**Excerpt:**
B2BVault's summary of:

How to actually raise your round

Published by:
Climate Drift
Author:
Skander Garroum & other

Introduction

Raising a round is not a clean spreadsheet game. It is a long, messy mental fight most founders are not ready for.

What's the problem it solves?

Most founders think fundraising is simple: build a good company, show numbers, get cash. Then they hit months of silence, rejections, and strange investor behavior and start to think they are failing.

This article shows what fundraising really looks like from the inside, how much of it is about your mind and your story, and what you can actually control so you do not break before the money lands.

Quick Summary

The article follows Fabien, founder of Genomines, who raised 45M dollars after 14 months and about 100 rejections. Genomines grows special plants on nickel rich soil, then turns the plants into nickel for car makers. On paper it is the kind of deep tech investors say they love. In reality, the fundraise was slow, painful, and often confusing.

The hardest part was not the pitch deck or the model. It was Fabien’s mind. He had to live through the worst moment: walking away from a term sheet, then trying to come back and finding the door closed. To survive, he worked with a coach, meditated, and visualized the money in the bank every morning so he did not lose belief in himself or the company. If the founder’s belief cracks, investors feel it and the pitch falls apart.

Along the way, the team sharpened their story. They did not fully change the business. Instead they dropped the scary, low margin refining part from the story and focused on the core: plants that pull metal from soil. They built a huge Q&A file to answer every hard question and even custom decks to fix investor fears. They never relied on cold emails. Instead, they chased warm intros from founders in VC portfolios, kept “maybe later” investors warm with short updates, and used LinkedIn to show real progress.

**Available data:**
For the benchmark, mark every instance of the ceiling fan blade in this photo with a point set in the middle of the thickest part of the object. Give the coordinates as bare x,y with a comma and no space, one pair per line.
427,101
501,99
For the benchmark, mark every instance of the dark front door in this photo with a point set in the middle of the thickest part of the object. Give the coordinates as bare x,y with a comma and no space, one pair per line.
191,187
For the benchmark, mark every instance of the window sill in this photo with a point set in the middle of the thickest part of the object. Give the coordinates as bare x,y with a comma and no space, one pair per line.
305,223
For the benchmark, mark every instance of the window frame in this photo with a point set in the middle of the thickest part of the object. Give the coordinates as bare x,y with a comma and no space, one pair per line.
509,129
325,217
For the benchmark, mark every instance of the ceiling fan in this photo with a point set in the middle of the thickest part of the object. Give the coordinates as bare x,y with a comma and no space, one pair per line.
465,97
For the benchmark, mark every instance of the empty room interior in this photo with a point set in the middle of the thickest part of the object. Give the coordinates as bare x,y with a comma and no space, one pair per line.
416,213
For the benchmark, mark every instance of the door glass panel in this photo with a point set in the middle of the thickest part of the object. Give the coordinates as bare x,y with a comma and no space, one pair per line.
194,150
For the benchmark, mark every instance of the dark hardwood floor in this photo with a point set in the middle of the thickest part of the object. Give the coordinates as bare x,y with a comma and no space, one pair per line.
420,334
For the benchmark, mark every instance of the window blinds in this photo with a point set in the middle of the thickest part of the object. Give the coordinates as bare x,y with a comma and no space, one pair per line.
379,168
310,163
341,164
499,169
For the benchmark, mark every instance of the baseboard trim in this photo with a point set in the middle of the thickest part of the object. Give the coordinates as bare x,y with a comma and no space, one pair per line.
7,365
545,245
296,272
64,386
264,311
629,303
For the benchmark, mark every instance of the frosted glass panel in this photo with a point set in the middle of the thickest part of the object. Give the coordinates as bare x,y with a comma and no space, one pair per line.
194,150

**Work instruction 1:** Using the fundraising summary, decide whether each statement agrees with it: (a) Genomines raised its money after 14 months and about 100 rejections; (b) the Genomines team leaned on cold emails to reach investors; (c) Fabien used a coach during the fundraise. For each, answer yes or no and quote the deciding words.
**Work instruction 2:** Resume the fundraising summary after its last sentence, in the same plain style.

**Exercise result 1:**
(a) Yes: "raised 45M dollars after 14 months and about 100 rejections"
(b) No: "They never relied on cold emails."
(c) Yes: "he worked with a coach, meditated, and visualized the money in the bank every morning"

**Exercise result 2:**
By the end, timing, progress, and trust lined up. Technical milestones, key hires, and early yes votes from strong funds built real momentum. The round went from slow and “not that attractive” to oversubscribed. The lesson: what matters most is not a perfect deck or clever FOMO tricks. It is founder drive, fast answers, honest relationship building, and the grit to keep going when most people would quit.

Key Takeaways

  • Fundraising is not clean or logical. It is long, messy, and full of psychology.
  • The founder’s mind is the main risk. If you break, the raise dies.
  • Do not change the core of your company to please investors. Sharpen the story instead.
  • Track every investor question in one master Q&A and reuse answers.
  • Many investor “no” replies hide fear or confusion about your idea, not real facts.
  • Warm intros from portfolio founders beat cold emails every time.
  • FOMO is not a hack. It comes from real progress, strong backers, and time.
  • Your team must keep building while you fundraise, or investors will lose trust.
  • You should vet investors too and cut the ones who act badly under pressure.
  • Keeping a small list of “warm but not yet” investors updated can pay off later.
  • Things you fear, like perfect decks or geography, matter less than you think.
  • Things you ignore, like founder drive and fast replies, matter more than you think.

What to do

  • Before you raise, get a coach or support system to keep your head straight.
  • Pick 5 to 10 key milestones that prove your value and focus your team on hitting them.
  • Map target funds and talk first to their portfolio founders, not the partners.
  • Always ask warm contacts for intros instead of sending cold emails to VCs.
  • Start a master Q&A file and add every hard question and answer after each call.
  • When you see the same pushback on one part of your story, test cutting or shrinking that part.
  • Build custom follow up decks if a fund is stuck on a fear or wrong mental model.
  • Set an internal rule to answer investor emails within 24 hours as often as you can.
  • Be honest with your co founder about stress, but stay calm and steady in front of the team.
  • Send short monthly updates to a small list of top “maybe later” investors with real proof points.
  • Trust your gut and remove investors who act rude, slow, or shady before closing.
  • Accept that the process will feel unfair and slow, and decide in advance that you will not quit.